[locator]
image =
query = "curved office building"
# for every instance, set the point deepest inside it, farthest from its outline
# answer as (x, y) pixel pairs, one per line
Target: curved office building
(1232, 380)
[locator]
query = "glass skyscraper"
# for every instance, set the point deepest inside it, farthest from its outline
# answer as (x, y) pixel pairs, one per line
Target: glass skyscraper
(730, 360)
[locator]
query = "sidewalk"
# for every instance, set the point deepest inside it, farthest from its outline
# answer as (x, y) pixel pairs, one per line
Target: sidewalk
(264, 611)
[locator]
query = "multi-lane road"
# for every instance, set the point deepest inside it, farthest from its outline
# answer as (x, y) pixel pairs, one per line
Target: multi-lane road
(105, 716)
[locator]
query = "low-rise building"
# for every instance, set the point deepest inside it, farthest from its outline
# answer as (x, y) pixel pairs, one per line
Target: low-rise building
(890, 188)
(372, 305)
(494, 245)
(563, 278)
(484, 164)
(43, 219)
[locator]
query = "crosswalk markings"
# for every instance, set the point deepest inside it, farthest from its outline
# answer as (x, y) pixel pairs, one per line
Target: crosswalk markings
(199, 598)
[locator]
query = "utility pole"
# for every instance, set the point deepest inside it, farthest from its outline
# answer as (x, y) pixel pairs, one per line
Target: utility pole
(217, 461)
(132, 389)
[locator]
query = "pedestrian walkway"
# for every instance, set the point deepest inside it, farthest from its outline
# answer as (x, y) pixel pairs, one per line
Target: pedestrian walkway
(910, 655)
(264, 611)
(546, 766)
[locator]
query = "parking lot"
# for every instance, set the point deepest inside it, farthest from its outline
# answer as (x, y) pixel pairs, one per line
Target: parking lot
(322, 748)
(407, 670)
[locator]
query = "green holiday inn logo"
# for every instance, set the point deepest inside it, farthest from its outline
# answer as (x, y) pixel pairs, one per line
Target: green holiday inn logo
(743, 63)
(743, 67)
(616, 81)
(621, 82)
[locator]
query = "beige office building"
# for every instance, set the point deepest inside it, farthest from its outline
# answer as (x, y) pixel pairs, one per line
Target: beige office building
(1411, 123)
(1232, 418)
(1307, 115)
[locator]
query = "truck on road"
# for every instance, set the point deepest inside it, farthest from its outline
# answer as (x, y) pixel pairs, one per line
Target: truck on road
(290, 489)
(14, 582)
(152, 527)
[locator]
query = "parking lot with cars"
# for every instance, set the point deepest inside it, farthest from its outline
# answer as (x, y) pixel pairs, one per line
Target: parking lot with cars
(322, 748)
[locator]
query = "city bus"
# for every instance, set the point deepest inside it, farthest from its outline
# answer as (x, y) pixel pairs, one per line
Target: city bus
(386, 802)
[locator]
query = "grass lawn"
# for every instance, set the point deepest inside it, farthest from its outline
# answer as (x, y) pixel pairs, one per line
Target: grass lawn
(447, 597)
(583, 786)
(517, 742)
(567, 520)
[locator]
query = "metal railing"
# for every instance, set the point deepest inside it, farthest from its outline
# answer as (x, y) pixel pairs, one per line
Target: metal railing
++++++++
**TASK TO CARRY OUT:** Nothing may be left out: return each entry exactly as it reads.

**SOLVED PROBLEM:**
[locator]
image =
query = "curved office building"
# for every instance, set the point deepest inside it, farthest from its outline
# answer as (x, y) pixel pairs, one per line
Target: curved office building
(1232, 380)
[locator]
query = "glass skyscraper"
# for every instance, set the point deepest inside it, farthest from its outline
# answer as (x, y) pixel pairs, one per line
Target: glass skyscraper
(730, 360)
[locator]
query = "sidewalk"
# for every instance, set the point deepest inside it, farthest from its outline
# answer as (x, y) pixel pairs, one per line
Target: sidewalk
(264, 611)
[locator]
query = "multi-lane road"
# for every instance, set the point deepest inside it, farthest from its outline
# answer as (x, y) pixel pairs, one per line
Target: multi-lane road
(105, 716)
[locator]
query = "low-rise building"
# for every instance, set the point deepest inside it, farthest from its outline
# answer as (x, y) pixel pairs, one per line
Target: low-rise building
(890, 188)
(372, 305)
(494, 245)
(563, 278)
(484, 164)
(43, 219)
[locator]
query = "crosswalk markings"
# for every instance, set the point deepest inside it, farthest from its outline
# answer as (x, y) pixel pairs, one per line
Target: crosswalk markings
(199, 598)
[locator]
query = "utility pole"
# for every instance, set the point deepest inside it, farthest from its outline
# answer as (x, y) pixel pairs, one per line
Target: utility pole
(217, 461)
(132, 389)
[locator]
query = "pedestrian walkway"
# for every instance, set the point deepest inside it, farthest from its outline
# answer as (x, y) pixel pairs, one per line
Target: pedestrian walkway
(910, 655)
(264, 611)
(546, 766)
[locator]
query = "parking lot"
# for every instance, set the point deepest inside it, farthest from its outline
# answer as (x, y) pixel pairs, one per line
Target: parking lot
(322, 748)
(407, 670)
[locator]
query = "green holiday inn logo"
# for every instance, set the point deepest inside it, farthest from its outline
# answer as (x, y) pixel pairs, one per line
Target: green holiday inn logo
(743, 63)
(743, 67)
(616, 81)
(621, 82)
[locator]
query = "beige office building"
# for every instance, set the point deepest inside it, farthest from its outline
# answer as (x, y) pixel pairs, one per line
Target: beige office building
(1411, 123)
(1232, 418)
(1307, 115)
[locator]
query = "truck on road"
# for every instance, set the point deepest inside it, farthest from its outline
# answer as (x, y) pixel pairs, one per line
Target: truck on road
(290, 489)
(14, 582)
(152, 527)
[locator]
query = "parking lot with cars"
# for every instance, set the point deepest inside it, farthest from its outline
# answer as (x, y) pixel pairs, one per line
Target: parking lot with cars
(322, 748)
[locator]
query = "city bus"
# for every instance, set the point deepest inside it, farthest from its outline
# answer as (x, y) pixel pairs, one per line
Target: city bus
(386, 802)
[locator]
query = "grass lawn"
# for every instance, set the point deepest inside it, farthest from its outline
# answer as (x, y) pixel pairs, one per line
Target: grass lawn
(447, 597)
(583, 786)
(517, 742)
(567, 520)
[locator]
query = "metal railing"
# for every instance, set the point deepest inside it, farthest from its outline
# answer as (x, y) pixel pairs, one per line
Target: metal railing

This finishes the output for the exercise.